Directions - Give back each line of the data exactly.

── Data records

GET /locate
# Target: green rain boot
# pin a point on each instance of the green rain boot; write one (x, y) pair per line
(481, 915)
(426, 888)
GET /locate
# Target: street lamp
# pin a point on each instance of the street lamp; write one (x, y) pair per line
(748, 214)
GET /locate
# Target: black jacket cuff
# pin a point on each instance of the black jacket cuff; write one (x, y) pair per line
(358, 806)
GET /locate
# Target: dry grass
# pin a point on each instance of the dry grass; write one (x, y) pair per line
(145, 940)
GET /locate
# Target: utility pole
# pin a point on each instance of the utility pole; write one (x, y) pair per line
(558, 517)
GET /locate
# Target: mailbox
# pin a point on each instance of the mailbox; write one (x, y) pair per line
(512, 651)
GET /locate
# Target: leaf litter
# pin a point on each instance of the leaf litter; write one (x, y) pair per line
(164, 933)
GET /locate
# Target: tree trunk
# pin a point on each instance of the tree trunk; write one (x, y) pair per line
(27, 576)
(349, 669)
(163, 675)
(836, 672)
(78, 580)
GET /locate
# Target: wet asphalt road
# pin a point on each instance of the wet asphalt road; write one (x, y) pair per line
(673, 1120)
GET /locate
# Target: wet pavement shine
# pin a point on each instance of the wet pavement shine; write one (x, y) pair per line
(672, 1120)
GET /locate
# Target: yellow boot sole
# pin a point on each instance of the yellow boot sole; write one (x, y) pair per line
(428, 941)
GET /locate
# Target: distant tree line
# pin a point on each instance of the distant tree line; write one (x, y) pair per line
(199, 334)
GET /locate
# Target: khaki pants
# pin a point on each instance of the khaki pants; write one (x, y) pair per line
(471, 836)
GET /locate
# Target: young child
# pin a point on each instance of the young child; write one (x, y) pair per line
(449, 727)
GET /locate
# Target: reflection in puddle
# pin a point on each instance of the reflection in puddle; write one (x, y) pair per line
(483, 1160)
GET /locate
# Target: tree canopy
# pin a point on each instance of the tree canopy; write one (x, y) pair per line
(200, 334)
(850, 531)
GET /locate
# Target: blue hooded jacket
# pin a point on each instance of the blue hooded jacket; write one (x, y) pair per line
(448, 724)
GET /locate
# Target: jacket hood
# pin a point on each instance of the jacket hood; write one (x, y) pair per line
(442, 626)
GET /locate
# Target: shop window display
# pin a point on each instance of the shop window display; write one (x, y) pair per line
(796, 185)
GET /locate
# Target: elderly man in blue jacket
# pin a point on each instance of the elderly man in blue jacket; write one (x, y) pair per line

────

Response to this exercise -
GET /locate
# Target: green rain boot
# pin a point on each instance of the green rain boot; write one (x, y) pair per line
(481, 915)
(426, 888)
GET /locate
# Target: street lamp
# pin a point on each instance of the street lamp; write one (x, y) pair per line
(748, 214)
GET /locate
# Target: black jacket cuff
# pin a point on each instance of the black jacket cuff; write one (x, y) pair per line
(358, 806)
GET /locate
# Target: dry grass
# pin a point on each instance of the dry grass; write one (x, y) pair per line
(145, 940)
GET /locate
# Target: utility pole
# pin a point on each instance of the utility pole; write one (x, y) pair per line
(558, 517)
GET /locate
# Target: mailbox
# pin a point on each instance of the mailbox; write one (x, y) pair per line
(512, 651)
GET /locate
# Target: leaf litter
# pin a point on each instance of the leaf litter; write one (x, y) pair per line
(164, 933)
GET /locate
# Target: tree trunk
# pin a point on each instance of the tree trunk; write one (x, y) pair per line
(27, 576)
(349, 669)
(163, 675)
(836, 672)
(78, 580)
GET /locate
# Target: wet asphalt road
# pin a point on each instance of the wet asphalt road; write one (x, y) pair per line
(673, 1120)
GET /locate
# Target: wet pavement shine
# pin a point on each instance of the wet pavement shine; write one (x, y) pair per line
(672, 1120)
GET /locate
# Target: yellow boot sole
# pin a point on each instance of the yellow boot sole; write one (x, y) pair per line
(428, 941)
GET /locate
# Target: distant tree line
# pin a point on each instance of the distant tree line; write one (x, y) pair per line
(199, 334)
GET /locate
# Target: khaki pants
# pin a point on each instance of the khaki pants; write one (x, y) pair per line
(471, 836)
GET /locate
# Target: young child
# pin a point on each instance of the young child; write one (x, y) pair per line
(449, 727)
GET /locate
# Target: reflection in puddle
# pin a point on each instance of the reflection in puddle; write one (x, y) pair per line
(483, 1160)
GET /locate
# Target: tree canopy
# pin a point on each instance of the tree canopy; write one (x, y) pair per line
(200, 334)
(850, 531)
GET /locate
# Target: blue hooded jacket
# pin a point on each instance of the blue hooded jacket; write one (x, y) pair per line
(448, 724)
GET /locate
# Target: jacket hood
# pin a point on each instance of the jacket hood; write one (x, y) pair per line
(442, 626)
GET /locate
# Target: shop window display
# pin a point on each instance of the shop window display; write one (x, y) pair per line
(796, 185)
GET /locate
# Target: elderly man in blue jacket
# pin a point on each instance of the elderly man in blue jacket; write one (x, y) pair per line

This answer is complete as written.